*指示 1*.
以下のレコードから、文字列「petal」を含む行をすべて選び、一行も漏らさず書き写してください。大文字と小文字は区別します。
---- 抜粋文
今、なぜ、海外文学は面白い? 俯瞰する視点から読み解く
ぬまの みつよし●1954年生まれ。文芸評論家。東京大学大学院人文社会系研究科・文学部教授。対談集『世界は文学でできている』(光文社)シリーズで「世界文学」について論じている。著書に『ユートピア文学論』ほかがある。
SPUR2016年1月号掲載
大長編に挑むには構えが必要。 ハマったら抜けられない魅力あり
『カラマーゾフの兄弟』(1)~(5)
ドストエフスキー著 亀山郁夫訳(光文社古典新訳文庫/629円〜)
ロシア帝政末期に活躍した作家、ドストエフスキー晩年の代表作。怪物的ともいえる精力的かつ粗野な父親、フョードル・カラマーゾフとその息子たちの葛藤を軸に描かれる壮大な物語は、文庫で全5 巻にのぼる。
「長大な作品ですから読むための構えが必要ですね。毎日通勤電車の中で20分ずつ読むとか、週末に時間をとってじっくり読むとか。構えさえつくれば、吸引力のある作品ですから、ハマったら出られないくらい面白い。生と死、欲望、お金や愛といったテーマがたっぷり盛り込まれていて、頭を棍棒でガンと殴られるような迫力があります」
SPUR2016年1月号掲載
19世紀的なものが“変身”して20世紀につながった
『変身』
フランツ・カフカ著 池内紀訳(白水uブックス/650円)
平凡な毎日を送っていたグレーゴル・ザムザは、ある朝目覚めると、虫になっていた……。あまりにも有名なカフカの不条理小説。「20世紀の世界文学はカフカのこの作品から始まったといってもいいほどの傑作です。19世紀的なものが"変身"して20世紀につながったのです。薄くてあっという間に読める作品ですが、これまで多くの人たちに訳されてきたほどインパクトがありました。特に池内紀さんの訳はとても読みやすい。読み方によっては笑い話のように読めたり、現代でいえばザムザは引きこもりじゃないかとか、いろいろな読み方ができる作品です」
SPUR2016年1月号掲載
16歳の少年が傷ついた心を一人称で吐露する永遠の青春小説
『ライ麦畑でつかまえて』
J.D.サリンジャー著 野崎孝訳(白水uブックス/880円)
『キャッチャー・イン・ザ・ライ』
J.D.サリンジャー著 村上春樹訳(白水社/880円)
--------
*指示 2*.
抜粋文によると、『カラマーゾフの兄弟』は文庫で全何巻にのぼりますか。
---- 提供データ
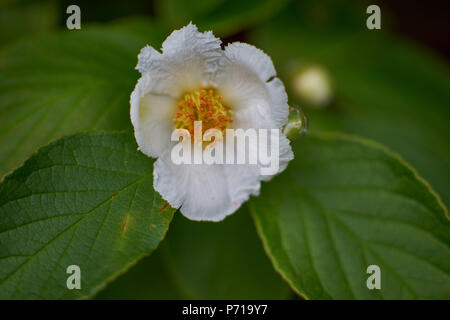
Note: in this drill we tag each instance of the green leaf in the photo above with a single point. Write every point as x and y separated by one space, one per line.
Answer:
204 260
386 88
85 200
65 83
344 204
224 17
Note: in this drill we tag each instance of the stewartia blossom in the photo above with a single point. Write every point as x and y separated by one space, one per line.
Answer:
194 79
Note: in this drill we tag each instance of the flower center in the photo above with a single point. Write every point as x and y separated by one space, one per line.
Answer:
202 105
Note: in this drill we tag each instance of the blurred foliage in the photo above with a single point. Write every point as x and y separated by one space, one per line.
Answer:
385 88
224 17
23 17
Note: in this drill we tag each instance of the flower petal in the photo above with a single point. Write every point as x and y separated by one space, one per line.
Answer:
189 59
204 192
249 83
151 116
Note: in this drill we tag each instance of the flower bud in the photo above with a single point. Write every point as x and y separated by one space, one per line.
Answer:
313 86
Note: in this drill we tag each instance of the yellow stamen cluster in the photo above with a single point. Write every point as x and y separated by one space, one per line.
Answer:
202 105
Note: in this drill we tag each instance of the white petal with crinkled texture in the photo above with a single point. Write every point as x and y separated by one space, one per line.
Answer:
189 59
205 192
151 116
250 85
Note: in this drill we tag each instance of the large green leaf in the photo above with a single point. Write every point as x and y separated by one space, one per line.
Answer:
344 204
224 17
65 83
386 88
85 200
204 260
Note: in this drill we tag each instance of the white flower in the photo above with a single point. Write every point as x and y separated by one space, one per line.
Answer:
241 81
--------
*解答 1*.
Note: in this drill we tag each instance of the flower petal in the photo above with a single point. Write every point as x and y separated by one space, one per line.
Note: in this drill we tag each instance of the white petal with crinkled texture in the photo above with a single point. Write every point as x and y separated by one space, one per line.

*解答 2*.
文庫で全5巻にのぼります。